Text segment:
########

Exploring the rich flora and fauna along the Bruce Trail | Elise Arsenault
By Robin Esrock
How can we travel and still have a positive impact on our environment? It’s a big question, and it’s become more pertinent as the hooks of climate change continue to sink deeper. Heatwaves, droughts, floods, storms, and other extreme weather events have made everyone conscious of our impact on the planet, especially in tourism. Conscious travellers want to be a positive force on the planet, not part of the problem. With this in mind, let’s unpack the nuts and bolts of Great Canadian Trails carbon offset program.
Decarbonization in tourism is quite simple: your carbon emissions are measured and calculated, factoring in your transport, meals, and accommodation. This is not as difficult as one might think. South Pole, the world’s largest carbon project developer, has a very simple footprint calculator for individuals on their site. You enter your destination, the number of nights, method of transport, and what sort of grid network you’ll be accessing, and the calculator estimates your average emissions. GCT take it further, analyzing all aspects of its itineraries from the trip development onwards, calculating and buffering the total. For a typical guest on one of Great Canadian Trails' self-guided itineraries, this works out to about 150kg of carbon emissions per week. Note this footprint increases substantially based on flights, which is a separate component, not included in their tour. Their trip carbon calculation is based on the land portion of the trip.
Once you know how much carbon you’re going to be contributing to the environment, it becomes clearer what is needed to offset those emissions, primarily through the purchase of carbon credits. South Pole, which operates in 30 countries worldwide, has various projects supporting renewable energy, promoting biodiversity, protecting wildlife, and supporting sustainable local communities. In each case, these projects would not be operating without the support of carbon credits, a benchmark known as additionality. Each credit purchased reclaims your footprint, which results in your carbon-neutral adventure. Carbon emissions do not respect international borders, and internationally funded projects in developing countries are often larger, less expensive, subject to third-party auditing, and have more impact. Canadian initiatives are being added to various carbon offset portfolios, but they tend to be substantially more expensive with a higher cost to offset. The good news is that the ever-increasing demand by companies and consumers to offset their carbon is fueling the demand for more projects, spanning land initiatives (forestation, renewable energy) and blue carbon projects like seaweed farms and mangrove protection.

########

Study questions:
1 – Rewrite the paragraph of the carbon offset article that begins "Decarbonization in tourism is quite simple" as a short bulleted list, keeping its main facts.
2 – Print the stretch of the carbon offset article from "Exploring the rich" through "carbon offset program.", word for word.

Provided material:
########

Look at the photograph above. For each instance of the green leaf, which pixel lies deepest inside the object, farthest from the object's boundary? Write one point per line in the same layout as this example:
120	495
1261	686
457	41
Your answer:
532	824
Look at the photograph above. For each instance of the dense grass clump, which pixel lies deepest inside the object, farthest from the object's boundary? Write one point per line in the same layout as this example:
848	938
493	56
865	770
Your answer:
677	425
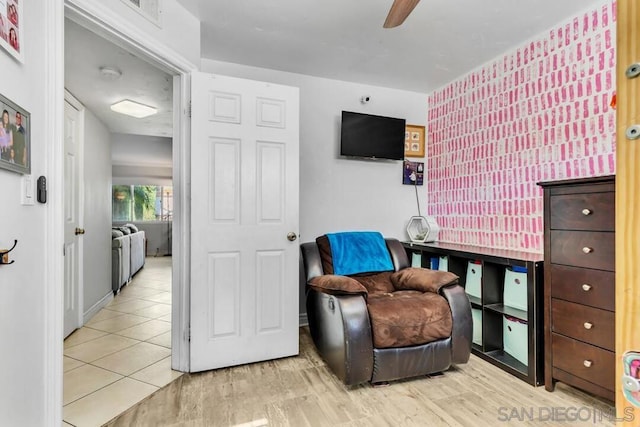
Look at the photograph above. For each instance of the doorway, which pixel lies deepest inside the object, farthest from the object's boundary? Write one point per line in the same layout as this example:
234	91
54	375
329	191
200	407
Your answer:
154	280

########

Solutions to the problems:
1 –
- Carbon emissions from travel are measured and calculated from transport, meals, and accommodation.
- This is fairly easy. South Pole, the world's largest carbon project developer, has a simple footprint calculator for individuals on its site. Users enter their destination, number of nights, method of transport, and type of grid network, and it estimates their average emissions.
- GCT goes further. It analyzes every part of its itineraries from trip development onward, then calculates and buffers the total.
- A typical guest on one of Great Canadian Trails' self-guided itineraries produces about 150kg of carbon emissions per week.
- Flights raise the footprint substantially but are a separate component and are not part of the tour. The trip calculation covers only the land portion.

2 –
Exploring the rich flora and fauna along the Bruce Trail | Elise Arsenault
By Robin Esrock
How can we travel and still have a positive impact on our environment? It’s a big question, and it’s become more pertinent as the hooks of climate change continue to sink deeper. Heatwaves, droughts, floods, storms, and other extreme weather events have made everyone conscious of our impact on the planet, especially in tourism. Conscious travellers want to be a positive force on the planet, not part of the problem. With this in mind, let’s unpack the nuts and bolts of Great Canadian Trails carbon offset program.